Print the items below word for word, beginning at their first line and stopping after the line that contains "positive clicks: (842, 1184) (814, 1191)".

[[ PROVIDED MATERIAL, beginning ]]

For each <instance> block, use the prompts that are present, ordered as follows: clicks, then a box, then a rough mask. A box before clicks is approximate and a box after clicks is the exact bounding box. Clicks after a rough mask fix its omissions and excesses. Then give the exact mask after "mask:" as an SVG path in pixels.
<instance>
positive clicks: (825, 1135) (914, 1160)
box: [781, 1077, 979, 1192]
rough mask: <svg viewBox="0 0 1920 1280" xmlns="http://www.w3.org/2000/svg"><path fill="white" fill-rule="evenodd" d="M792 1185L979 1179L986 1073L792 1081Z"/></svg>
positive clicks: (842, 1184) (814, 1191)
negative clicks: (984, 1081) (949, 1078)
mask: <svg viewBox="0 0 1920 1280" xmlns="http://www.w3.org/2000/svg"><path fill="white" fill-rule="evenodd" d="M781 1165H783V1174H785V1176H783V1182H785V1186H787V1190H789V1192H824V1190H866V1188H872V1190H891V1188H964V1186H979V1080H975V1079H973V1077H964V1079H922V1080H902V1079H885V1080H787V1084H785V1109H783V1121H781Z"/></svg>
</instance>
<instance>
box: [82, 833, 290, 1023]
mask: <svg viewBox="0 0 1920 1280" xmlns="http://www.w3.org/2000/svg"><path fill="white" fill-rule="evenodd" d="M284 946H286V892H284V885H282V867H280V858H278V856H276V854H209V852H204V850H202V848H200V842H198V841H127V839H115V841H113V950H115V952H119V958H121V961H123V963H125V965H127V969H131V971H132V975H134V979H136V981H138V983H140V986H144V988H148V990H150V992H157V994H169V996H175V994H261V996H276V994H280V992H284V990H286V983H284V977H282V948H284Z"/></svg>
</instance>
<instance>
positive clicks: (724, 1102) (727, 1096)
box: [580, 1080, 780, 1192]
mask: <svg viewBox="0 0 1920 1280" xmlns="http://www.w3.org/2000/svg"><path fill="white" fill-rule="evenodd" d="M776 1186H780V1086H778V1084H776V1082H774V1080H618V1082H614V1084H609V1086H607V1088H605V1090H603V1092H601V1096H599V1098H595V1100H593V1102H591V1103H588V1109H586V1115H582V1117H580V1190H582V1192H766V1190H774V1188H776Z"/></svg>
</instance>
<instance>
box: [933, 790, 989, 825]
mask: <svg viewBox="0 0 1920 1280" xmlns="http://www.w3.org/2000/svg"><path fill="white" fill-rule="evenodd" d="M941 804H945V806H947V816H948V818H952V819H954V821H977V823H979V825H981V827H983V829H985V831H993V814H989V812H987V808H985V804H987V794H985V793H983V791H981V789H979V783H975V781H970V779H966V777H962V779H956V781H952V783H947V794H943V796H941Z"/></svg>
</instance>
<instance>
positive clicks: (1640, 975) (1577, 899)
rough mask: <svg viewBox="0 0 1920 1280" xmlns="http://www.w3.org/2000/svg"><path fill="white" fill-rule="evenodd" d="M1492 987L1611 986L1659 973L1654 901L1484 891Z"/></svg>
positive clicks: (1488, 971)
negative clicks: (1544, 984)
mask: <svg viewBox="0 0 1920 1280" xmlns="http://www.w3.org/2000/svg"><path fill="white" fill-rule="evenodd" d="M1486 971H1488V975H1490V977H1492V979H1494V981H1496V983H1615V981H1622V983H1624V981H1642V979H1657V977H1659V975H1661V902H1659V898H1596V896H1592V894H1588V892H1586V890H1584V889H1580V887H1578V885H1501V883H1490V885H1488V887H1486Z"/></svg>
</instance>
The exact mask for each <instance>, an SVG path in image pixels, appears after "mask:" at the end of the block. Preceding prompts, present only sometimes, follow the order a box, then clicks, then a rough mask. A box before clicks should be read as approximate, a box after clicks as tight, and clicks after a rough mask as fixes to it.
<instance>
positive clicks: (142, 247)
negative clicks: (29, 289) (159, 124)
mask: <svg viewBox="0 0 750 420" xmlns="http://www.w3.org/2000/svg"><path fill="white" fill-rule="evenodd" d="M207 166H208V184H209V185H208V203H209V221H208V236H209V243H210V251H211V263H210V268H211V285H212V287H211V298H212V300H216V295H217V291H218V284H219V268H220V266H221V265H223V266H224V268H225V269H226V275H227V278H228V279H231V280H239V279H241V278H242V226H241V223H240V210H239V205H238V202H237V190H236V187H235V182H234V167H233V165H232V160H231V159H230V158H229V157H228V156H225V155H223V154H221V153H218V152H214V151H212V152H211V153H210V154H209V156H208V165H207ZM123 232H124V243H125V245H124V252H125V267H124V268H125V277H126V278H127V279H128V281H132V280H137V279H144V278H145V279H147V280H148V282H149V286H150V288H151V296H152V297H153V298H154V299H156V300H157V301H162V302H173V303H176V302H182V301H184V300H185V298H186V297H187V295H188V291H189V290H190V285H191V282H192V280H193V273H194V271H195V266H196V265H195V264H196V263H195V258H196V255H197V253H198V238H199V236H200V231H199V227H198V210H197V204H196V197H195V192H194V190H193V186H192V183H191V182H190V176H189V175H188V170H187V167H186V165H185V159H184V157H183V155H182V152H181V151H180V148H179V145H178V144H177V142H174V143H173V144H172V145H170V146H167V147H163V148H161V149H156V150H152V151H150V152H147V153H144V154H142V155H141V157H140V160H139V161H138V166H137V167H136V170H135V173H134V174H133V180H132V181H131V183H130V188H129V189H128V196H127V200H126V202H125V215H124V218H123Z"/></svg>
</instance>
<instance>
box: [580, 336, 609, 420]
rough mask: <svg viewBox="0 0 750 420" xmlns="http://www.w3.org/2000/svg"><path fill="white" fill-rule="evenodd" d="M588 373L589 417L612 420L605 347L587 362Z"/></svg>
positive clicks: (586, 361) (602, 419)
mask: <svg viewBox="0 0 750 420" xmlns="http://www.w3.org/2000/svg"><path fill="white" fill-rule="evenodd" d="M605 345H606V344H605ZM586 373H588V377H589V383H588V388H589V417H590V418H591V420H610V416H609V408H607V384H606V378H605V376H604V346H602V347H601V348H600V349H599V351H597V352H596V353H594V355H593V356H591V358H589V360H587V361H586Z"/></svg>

[[ PROVIDED MATERIAL, end ]]

OUTPUT OF THE TASK:
For each <instance> block, use the prompts that are present, ordered as follows: clicks, then a box, then a rough mask. A box before clicks is approximate and a box after clicks is the exact bounding box. Clicks after a rough mask fix its omissions and excesses. Then give the exact mask after "mask:" as an SVG path in pixels.
<instance>
positive clicks: (825, 1135) (914, 1160)
box: [781, 1077, 979, 1192]
rough mask: <svg viewBox="0 0 1920 1280" xmlns="http://www.w3.org/2000/svg"><path fill="white" fill-rule="evenodd" d="M792 1185L979 1179L986 1073L792 1081Z"/></svg>
positive clicks: (842, 1184) (814, 1191)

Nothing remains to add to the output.